> **Aim of the exercise**
Could you print every row below back out, word for word and unchanged?

> **Material for this task**
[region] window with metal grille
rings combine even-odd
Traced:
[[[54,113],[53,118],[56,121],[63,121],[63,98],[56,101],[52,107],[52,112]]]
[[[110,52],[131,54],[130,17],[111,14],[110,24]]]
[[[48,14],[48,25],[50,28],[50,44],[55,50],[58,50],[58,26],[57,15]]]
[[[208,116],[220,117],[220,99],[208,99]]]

> **Finished exercise**
[region] window with metal grille
rings combine even-odd
Traced:
[[[54,113],[53,118],[56,121],[63,121],[63,98],[56,101],[52,107],[52,112]]]
[[[110,52],[131,54],[130,17],[111,14],[110,24]]]
[[[48,14],[48,25],[50,28],[50,44],[55,50],[58,50],[58,26],[57,15]]]
[[[208,116],[220,117],[220,99],[208,99]]]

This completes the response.